Records supplied →
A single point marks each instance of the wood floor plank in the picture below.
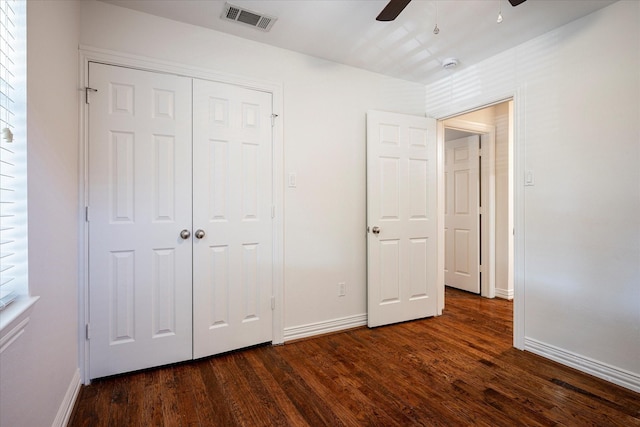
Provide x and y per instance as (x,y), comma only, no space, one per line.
(456,369)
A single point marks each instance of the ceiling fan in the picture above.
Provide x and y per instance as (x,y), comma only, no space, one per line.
(394,7)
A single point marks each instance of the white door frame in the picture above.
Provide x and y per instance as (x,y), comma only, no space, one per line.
(518,96)
(89,54)
(488,199)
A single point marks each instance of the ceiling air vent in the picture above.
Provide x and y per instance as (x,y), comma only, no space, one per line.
(256,20)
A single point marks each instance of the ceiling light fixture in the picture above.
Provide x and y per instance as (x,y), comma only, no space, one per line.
(449,63)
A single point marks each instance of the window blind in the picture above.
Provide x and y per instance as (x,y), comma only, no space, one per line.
(8,155)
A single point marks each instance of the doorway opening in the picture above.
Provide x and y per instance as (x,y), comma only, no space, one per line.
(479,244)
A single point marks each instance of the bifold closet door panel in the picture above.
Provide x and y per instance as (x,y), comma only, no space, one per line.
(140,171)
(232,214)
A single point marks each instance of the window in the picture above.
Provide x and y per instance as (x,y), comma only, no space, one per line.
(13,195)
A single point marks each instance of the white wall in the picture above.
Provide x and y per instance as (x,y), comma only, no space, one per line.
(324,144)
(578,118)
(41,366)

Your goal → Rewrite every line of the records above as a JSON list of strings, one string per line, omitting blank lines and leaving the pictures out.

Result below →
[
  "A single point marks each instance of the wood floor plank in the picture below.",
  "Provide x and y per instance as (x,y), comma only, no space, one per line.",
  "(456,369)",
  "A single point marks each instance of the ceiling fan in the picture above.",
  "Provide x and y per instance as (x,y), comma only, no space, one per line.",
  "(394,7)",
  "A single point marks each instance of the white door frame in the picture above.",
  "Provide x and y per instance as (x,y), comma only, no space, one per line.",
  "(518,96)",
  "(89,54)",
  "(488,199)",
  "A single point marks each instance of the ceiling air vent in the picture above.",
  "Provide x and y per instance as (x,y), comma only, no space, one per line.",
  "(256,20)",
  "A single point marks each instance of the ceiling light fixture in the picture above.",
  "Provide x and y per instance as (x,y), comma only, no space, one per line.",
  "(449,63)",
  "A single point marks each instance of the window blind in the picture above.",
  "Provide x and y per instance as (x,y), comma only, no space, one per line.",
  "(8,155)",
  "A single point marks each instance of the doorway opening in the picture above.",
  "Provide x and y per instance as (x,y), comma only, no space, one per line.",
  "(479,244)",
  "A single point marks each instance of the bifold closet door panel in the picture above.",
  "Provide x and y per instance as (x,y), comma only, no space, one per line.",
  "(140,171)",
  "(232,214)",
  "A single point marks each instance of the window in the picture above.",
  "Provide x and y per instance as (x,y), comma only, no space, one per line.",
  "(13,195)",
  "A single point marks each instance of the white wall in the picture above.",
  "Provide x and y per instance as (x,y), comma only, no space, one per line.",
  "(324,144)",
  "(578,118)",
  "(41,366)"
]